Entries shown
★ ★ ★ ★ ★ ★ ★

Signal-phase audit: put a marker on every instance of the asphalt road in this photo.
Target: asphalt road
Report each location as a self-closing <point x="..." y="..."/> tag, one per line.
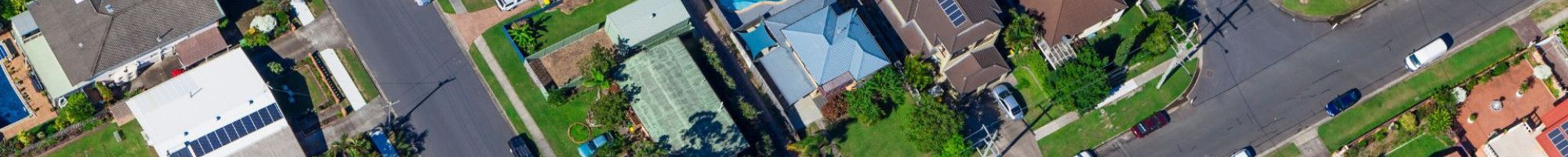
<point x="426" y="76"/>
<point x="1268" y="76"/>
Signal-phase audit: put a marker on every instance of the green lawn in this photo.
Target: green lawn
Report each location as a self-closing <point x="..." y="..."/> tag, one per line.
<point x="553" y="120"/>
<point x="446" y="7"/>
<point x="313" y="79"/>
<point x="477" y="5"/>
<point x="357" y="70"/>
<point x="1547" y="10"/>
<point x="1385" y="106"/>
<point x="1102" y="125"/>
<point x="559" y="26"/>
<point x="318" y="7"/>
<point x="1291" y="152"/>
<point x="498" y="92"/>
<point x="885" y="139"/>
<point x="1324" y="7"/>
<point x="1421" y="147"/>
<point x="101" y="144"/>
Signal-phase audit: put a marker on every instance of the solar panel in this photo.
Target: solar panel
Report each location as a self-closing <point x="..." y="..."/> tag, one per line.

★ ★ ★ ★ ★ ★ ★

Instruction
Write out all of the lines above again in order, lowering each x and y coordinate in the located points by 16 and leaving the pictures out.

Exercise output
Signal-phase audit: put a marker on every instance of the asphalt road in this photo.
Target: asphalt road
Report each location as a self-closing <point x="..." y="..."/> tag, one per line.
<point x="410" y="60"/>
<point x="1252" y="60"/>
Signal-phase audit: put a marker on every instance of the green lawn in this photo.
Target: green lawn
Report each location as a self-closing <point x="..." y="..."/> tag, one per line.
<point x="537" y="104"/>
<point x="430" y="-9"/>
<point x="297" y="63"/>
<point x="461" y="-11"/>
<point x="341" y="54"/>
<point x="1531" y="-6"/>
<point x="1369" y="90"/>
<point x="1086" y="109"/>
<point x="543" y="10"/>
<point x="302" y="-9"/>
<point x="1275" y="136"/>
<point x="482" y="76"/>
<point x="869" y="123"/>
<point x="1308" y="-9"/>
<point x="1405" y="131"/>
<point x="85" y="128"/>
Signal-phase audit: put a marker on every instance of the solar panel in this photo.
Target: solar panel
Report each location as a self-closing <point x="..." y="..."/> tag, one per line.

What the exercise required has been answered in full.